Provided passage
#####

Ingredients

The following ingredients have 4 Servings
  • 4 oz large shrimp (peeled and deveined)
  • 1 lb asparagus stalks
  • 1 large carrots (peeled and slice at angle)
  • 3 large dried shitake mushrooms (or mushrooms of your choice)
  • 1 Tbsp cooking oil
  • 2 stalks green onion (cut into 3-inch section)
  • 2 cloves garlic (peeled and finely chopped)
  • 1 inch fresh ginger (peeled, thinly sliced and smashed to release flavor)
  • 1 Tbsp Shaoxing wine (or dry sherry)
  • 1/2 tsp salt
  • 1 Tbsp oyster sauce
  • 1/4 tsp sugar
  • 1 Tbsp cornstarch
  • 2 Tbsp water

Instruction

  • Soak shiitake mushrooms in hot water for 15-20 minutes. When the caps are soft when you squeeze them, cut the stalks off and slice the caps into 1/2-inch slices. Save 1/2 cup of the soaking water for later
  • Pat the shrimp dry with paper towel, set aside. Peel off tough skins from the asparagus and trim off about 2-3 inches of the tough bottom parts. Cut into 2 sections.

#####

Problem A
Write out the shrimp and asparagus recipe word for word, from "The following ingredients" up to and including "(or dry sherry)".
Problem B
Continue the shrimp and asparagus recipe from the point where it stops.
The records after this point come from a separate source.

#####

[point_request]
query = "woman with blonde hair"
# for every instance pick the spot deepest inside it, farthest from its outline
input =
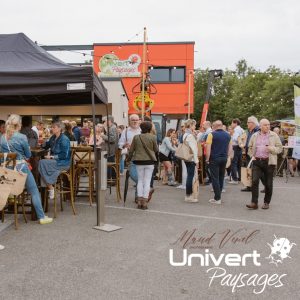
(165, 151)
(58, 160)
(191, 166)
(14, 141)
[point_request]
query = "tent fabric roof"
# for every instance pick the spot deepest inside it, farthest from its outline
(29, 75)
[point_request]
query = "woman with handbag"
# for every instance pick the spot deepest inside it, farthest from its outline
(191, 165)
(142, 153)
(58, 160)
(14, 141)
(166, 150)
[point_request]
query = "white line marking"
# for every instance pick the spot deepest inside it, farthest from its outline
(197, 216)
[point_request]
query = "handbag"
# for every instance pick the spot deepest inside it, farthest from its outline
(13, 179)
(184, 151)
(147, 150)
(5, 191)
(195, 184)
(246, 174)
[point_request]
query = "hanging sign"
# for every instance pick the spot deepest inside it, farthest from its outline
(111, 66)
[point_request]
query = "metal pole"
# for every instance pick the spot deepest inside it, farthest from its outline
(143, 73)
(95, 150)
(102, 186)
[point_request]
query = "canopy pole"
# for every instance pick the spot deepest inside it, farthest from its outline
(95, 153)
(101, 177)
(143, 72)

#####

Result A
The following ingredients have 4 Servings
  • 4 oz large shrimp (peeled and deveined)
  • 1 lb asparagus stalks
  • 1 large carrots (peeled and slice at angle)
  • 3 large dried shitake mushrooms (or mushrooms of your choice)
  • 1 Tbsp cooking oil
  • 2 stalks green onion (cut into 3-inch section)
  • 2 cloves garlic (peeled and finely chopped)
  • 1 inch fresh ginger (peeled, thinly sliced and smashed to release flavor)
  • 1 Tbsp Shaoxing wine (or dry sherry)

Result B
  • Heat some oil in a large wok or skillet. Add the shrimp and let them cook until they turn pink on both sides. Dish out and set aside. In the same wok/skillet, add a bit oil if needed, add green onion, garlic, and ginger. Stir fry until fragrant, about 1 minute. Add slices of shitake mushrooms and stir fry for another 30 seconds
  • Add the asparagus stalks and carrots, and seasonings. Stir fry for about 1 minute. Add cooking wine and it will sizzle. Scrape the good flavorful bottom bits from cooking shrimp earlier. Cover the wok/skillet with a lid and let it cook for about 1-2 minutes (longer if you have "fatter" stalks)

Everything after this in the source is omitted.